**Selected text**.
BEGIN
# white sweet clover seed and white clover seed



## rkr (Oct 30, 2008)

I found a source for white blossom sweet clover seed.
Nixa seed and hardware in Nixa, MO
Talk to Larry 1 (417)725-3512
http://www.nixahardware.com/http://www.nixahardware.com/

They had a good price on regular white clover seed as well (better than I have been able to find locally by $1.50 a pound). They also have the inoculate for the seed. The white blossom was $2.46/lb. Cheaper if you by a whole 50lb sack. That's not bad for pure white blossom sweet clover seed.

The best deal on yellow blossom sweet clover is still Camp 9 in the for sale section. If he still has some.

RKR


----------



## Farmsteader (Mar 12, 2010)

We spoke to either our Conservation or Farm Extention office that had seed bags, i thought they were selling some really reasonable so you might wanna check it, if you can find Organic even better , Best Wishes, AJ and Denise 
NoArkansas


----------



## brooksbeefarm (Apr 13, 2008)

rKr, i get mine from our local MFA feed store here in Fair Grove, Mo. They buy it from the Green Seed Co. (wholesale house) in Springfield Mo. Nixa Hardware probably get theirs there to. Jack


----------
END
**Activity 1**.
Answer these questions about the clover seed thread:
(a) What price per pound was given for white blossom sweet clover seed?
(b) From what company does the MFA feed store in Fair Grove buy its seed?
(c) Where is the best deal on yellow blossom sweet clover said to be?

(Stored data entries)
BEGIN
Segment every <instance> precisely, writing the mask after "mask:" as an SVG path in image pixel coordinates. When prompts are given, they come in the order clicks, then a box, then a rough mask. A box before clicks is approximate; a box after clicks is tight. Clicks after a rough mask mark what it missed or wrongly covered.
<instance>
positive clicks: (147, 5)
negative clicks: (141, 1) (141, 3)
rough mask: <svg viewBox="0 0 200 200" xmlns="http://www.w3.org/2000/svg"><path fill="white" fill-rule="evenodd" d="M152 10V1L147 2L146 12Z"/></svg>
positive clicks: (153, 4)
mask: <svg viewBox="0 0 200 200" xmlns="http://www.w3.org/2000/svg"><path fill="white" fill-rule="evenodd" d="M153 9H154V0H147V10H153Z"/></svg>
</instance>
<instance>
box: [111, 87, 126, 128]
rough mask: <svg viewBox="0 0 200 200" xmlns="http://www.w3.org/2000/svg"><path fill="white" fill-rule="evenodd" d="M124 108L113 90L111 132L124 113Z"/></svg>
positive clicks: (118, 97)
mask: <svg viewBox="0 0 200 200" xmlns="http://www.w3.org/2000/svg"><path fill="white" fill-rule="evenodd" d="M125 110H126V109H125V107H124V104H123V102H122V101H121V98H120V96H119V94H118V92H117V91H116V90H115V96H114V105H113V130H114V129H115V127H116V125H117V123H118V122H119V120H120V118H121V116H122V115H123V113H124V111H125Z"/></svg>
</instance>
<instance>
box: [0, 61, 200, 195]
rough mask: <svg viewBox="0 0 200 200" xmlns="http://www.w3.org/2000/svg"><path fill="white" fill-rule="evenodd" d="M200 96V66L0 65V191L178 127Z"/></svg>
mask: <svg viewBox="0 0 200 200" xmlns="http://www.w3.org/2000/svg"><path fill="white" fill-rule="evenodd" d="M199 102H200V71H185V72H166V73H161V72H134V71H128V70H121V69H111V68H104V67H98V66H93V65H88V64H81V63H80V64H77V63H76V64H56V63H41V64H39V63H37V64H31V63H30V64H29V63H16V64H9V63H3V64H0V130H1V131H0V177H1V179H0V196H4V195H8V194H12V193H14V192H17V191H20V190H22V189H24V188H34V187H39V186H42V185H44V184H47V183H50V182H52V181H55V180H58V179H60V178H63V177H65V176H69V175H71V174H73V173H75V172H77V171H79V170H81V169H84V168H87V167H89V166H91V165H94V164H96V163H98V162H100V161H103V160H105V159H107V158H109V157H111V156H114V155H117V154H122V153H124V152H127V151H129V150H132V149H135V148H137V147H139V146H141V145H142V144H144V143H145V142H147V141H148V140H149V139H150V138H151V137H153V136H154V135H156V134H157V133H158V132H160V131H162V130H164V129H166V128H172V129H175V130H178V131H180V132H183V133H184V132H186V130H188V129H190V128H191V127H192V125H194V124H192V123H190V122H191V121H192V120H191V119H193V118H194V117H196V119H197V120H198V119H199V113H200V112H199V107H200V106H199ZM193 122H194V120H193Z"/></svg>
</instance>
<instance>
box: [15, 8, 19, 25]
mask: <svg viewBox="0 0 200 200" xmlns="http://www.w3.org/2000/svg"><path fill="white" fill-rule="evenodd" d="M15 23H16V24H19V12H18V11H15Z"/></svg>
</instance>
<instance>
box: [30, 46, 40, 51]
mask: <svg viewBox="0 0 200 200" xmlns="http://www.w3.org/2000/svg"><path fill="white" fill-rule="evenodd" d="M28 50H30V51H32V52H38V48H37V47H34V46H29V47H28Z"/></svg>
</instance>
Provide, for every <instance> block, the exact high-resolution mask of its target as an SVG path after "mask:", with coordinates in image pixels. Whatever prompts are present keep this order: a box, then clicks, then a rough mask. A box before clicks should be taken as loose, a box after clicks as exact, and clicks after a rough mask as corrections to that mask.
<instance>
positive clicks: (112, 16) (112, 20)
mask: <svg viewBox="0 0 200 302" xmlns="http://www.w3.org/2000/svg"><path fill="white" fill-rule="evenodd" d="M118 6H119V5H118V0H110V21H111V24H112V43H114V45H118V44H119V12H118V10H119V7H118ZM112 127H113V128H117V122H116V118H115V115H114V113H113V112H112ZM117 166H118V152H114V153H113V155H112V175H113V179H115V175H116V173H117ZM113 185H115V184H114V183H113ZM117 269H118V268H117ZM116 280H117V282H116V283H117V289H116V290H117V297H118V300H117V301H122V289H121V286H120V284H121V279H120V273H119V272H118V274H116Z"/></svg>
END
**Activity 2**. Output, unchanged, the stretch of the records from their first line through the line that contains "positive clicks: (153, 4)".

**Reply 1**.
(a) $2.46 per pound.
(b) The Green Seed Co., a wholesale house in Springfield, Mo.
(c) Camp 9, in the for sale section.

**Reply 2**.
Segment every <instance> precisely, writing the mask after "mask:" as an SVG path in image pixel coordinates. When prompts are given, they come in the order clicks, then a box, then a rough mask. A box before clicks is approximate; a box after clicks is tight. Clicks after a rough mask mark what it missed or wrongly covered.
<instance>
positive clicks: (147, 5)
negative clicks: (141, 1) (141, 3)
rough mask: <svg viewBox="0 0 200 200" xmlns="http://www.w3.org/2000/svg"><path fill="white" fill-rule="evenodd" d="M152 10V1L147 2L146 12Z"/></svg>
positive clicks: (153, 4)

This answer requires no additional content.